• _To do_
Would you please write out each of the entries below exactly, omitting pictures?

Stored data entries:
____________________

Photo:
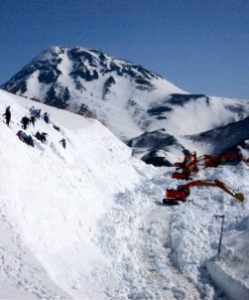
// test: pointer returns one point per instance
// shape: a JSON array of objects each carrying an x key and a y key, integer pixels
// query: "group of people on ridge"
[{"x": 25, "y": 121}]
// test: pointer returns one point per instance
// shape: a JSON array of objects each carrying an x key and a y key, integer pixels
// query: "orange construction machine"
[
  {"x": 191, "y": 163},
  {"x": 182, "y": 192}
]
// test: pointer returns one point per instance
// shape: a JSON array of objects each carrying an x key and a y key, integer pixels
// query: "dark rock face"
[
  {"x": 151, "y": 144},
  {"x": 182, "y": 99},
  {"x": 224, "y": 138}
]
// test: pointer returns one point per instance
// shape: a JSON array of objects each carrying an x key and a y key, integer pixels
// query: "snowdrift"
[
  {"x": 131, "y": 101},
  {"x": 59, "y": 200},
  {"x": 230, "y": 271}
]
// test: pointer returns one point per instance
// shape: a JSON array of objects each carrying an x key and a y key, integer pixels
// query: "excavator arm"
[
  {"x": 192, "y": 164},
  {"x": 183, "y": 191}
]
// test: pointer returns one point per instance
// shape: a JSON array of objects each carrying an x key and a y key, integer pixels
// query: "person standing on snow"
[
  {"x": 32, "y": 120},
  {"x": 7, "y": 115},
  {"x": 63, "y": 142},
  {"x": 25, "y": 122},
  {"x": 46, "y": 117}
]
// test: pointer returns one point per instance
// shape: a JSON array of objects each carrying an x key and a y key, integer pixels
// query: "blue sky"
[{"x": 201, "y": 46}]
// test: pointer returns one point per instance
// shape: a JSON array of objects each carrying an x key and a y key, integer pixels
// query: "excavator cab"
[{"x": 240, "y": 197}]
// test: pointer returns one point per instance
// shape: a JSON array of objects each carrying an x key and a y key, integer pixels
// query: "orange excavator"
[
  {"x": 172, "y": 197},
  {"x": 191, "y": 163}
]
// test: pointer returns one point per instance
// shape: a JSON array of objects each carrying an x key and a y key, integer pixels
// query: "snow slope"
[
  {"x": 75, "y": 217},
  {"x": 136, "y": 104},
  {"x": 85, "y": 222}
]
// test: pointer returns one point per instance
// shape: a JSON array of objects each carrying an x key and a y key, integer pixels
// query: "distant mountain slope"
[
  {"x": 83, "y": 80},
  {"x": 224, "y": 138},
  {"x": 130, "y": 100}
]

____________________

• _Result of this exercise_
Photo:
// test: pointer returns one point per instance
// shape: a JSON array of objects each carrying an x key and a y key, integer pixels
// query: "group of people on ridge"
[{"x": 25, "y": 121}]
// test: pointer returns one point per instance
// shape: a JSON array of objects each carrying an x key and a y key, integer pixels
// query: "orange construction machine"
[
  {"x": 191, "y": 163},
  {"x": 182, "y": 192}
]
// test: pointer returns one point per instance
// shape: a JSON array of objects each carrying an x key and a y key, integer pixels
// query: "dark rock face"
[
  {"x": 151, "y": 144},
  {"x": 182, "y": 99},
  {"x": 224, "y": 138}
]
// test: pointer returns one point per instance
// shape: a JSON array of objects each carrying an x key and a y key, integer pixels
// query: "snowdrift"
[
  {"x": 131, "y": 101},
  {"x": 59, "y": 200},
  {"x": 230, "y": 271}
]
// test: pointer returns one point per instance
// shape: a JSON array of objects each carrying an x key and a y key, integer pixels
// query: "excavator arm"
[
  {"x": 192, "y": 164},
  {"x": 183, "y": 191}
]
// test: pointer returns one point per instance
// shape: a JSON array of objects each carrying an x key and a y key, integer pixels
// query: "person standing on snow"
[
  {"x": 32, "y": 120},
  {"x": 7, "y": 115},
  {"x": 63, "y": 142},
  {"x": 25, "y": 122},
  {"x": 46, "y": 117}
]
// test: pointer returns one point per instance
// shape: a JSON array of objects each carrying an x key and a y key, integer pixels
// query: "blue sky"
[{"x": 201, "y": 46}]
// test: pointer returns one point per instance
// shape: a JSON array of objects each carrying an x key and a y key, integer pixels
// query: "excavator cab"
[{"x": 240, "y": 197}]
// test: pointer returns one point per instance
// shape: a JSON array of objects each carrying an x key and a y key, integer pixels
// query: "orange excavator"
[
  {"x": 172, "y": 197},
  {"x": 191, "y": 163}
]
// test: pointer returns one point per instance
// shape: a JSON array of objects each carrying an x key and a y key, integer pixels
// query: "snow slope"
[
  {"x": 75, "y": 217},
  {"x": 136, "y": 104},
  {"x": 85, "y": 222}
]
// test: pointer returns one point per instance
// shape: a JSON array of objects each carrying an x key and a y key, integer pixels
// query: "distant mountain slope"
[
  {"x": 83, "y": 80},
  {"x": 224, "y": 138},
  {"x": 130, "y": 100}
]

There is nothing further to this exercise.